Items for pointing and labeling
--------------------------------------------------
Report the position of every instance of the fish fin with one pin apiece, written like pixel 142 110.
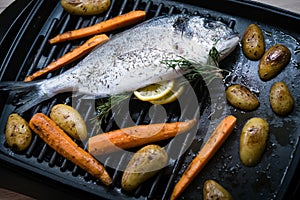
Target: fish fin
pixel 26 95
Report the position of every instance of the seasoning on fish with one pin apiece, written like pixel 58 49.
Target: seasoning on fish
pixel 133 59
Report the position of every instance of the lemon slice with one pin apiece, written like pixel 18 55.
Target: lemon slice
pixel 170 97
pixel 154 91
--------------------------------------------------
Write out all of the items again with "using a single point for each" substituted for every occurrence of "with one pin apiece", keeping everything else the same. Leave the pictures out of your answer.

Report the position of every instance of the fish fin using a single point for each, written like pixel 142 110.
Target: fish fin
pixel 26 95
Report the position of every instance of the seasoning on fish using a single point for each, written like pixel 58 49.
Target: seasoning on fish
pixel 133 59
Report the position of every instance of the lemon slice using a single point for each, written like pixel 18 55.
Target: lemon slice
pixel 170 97
pixel 154 91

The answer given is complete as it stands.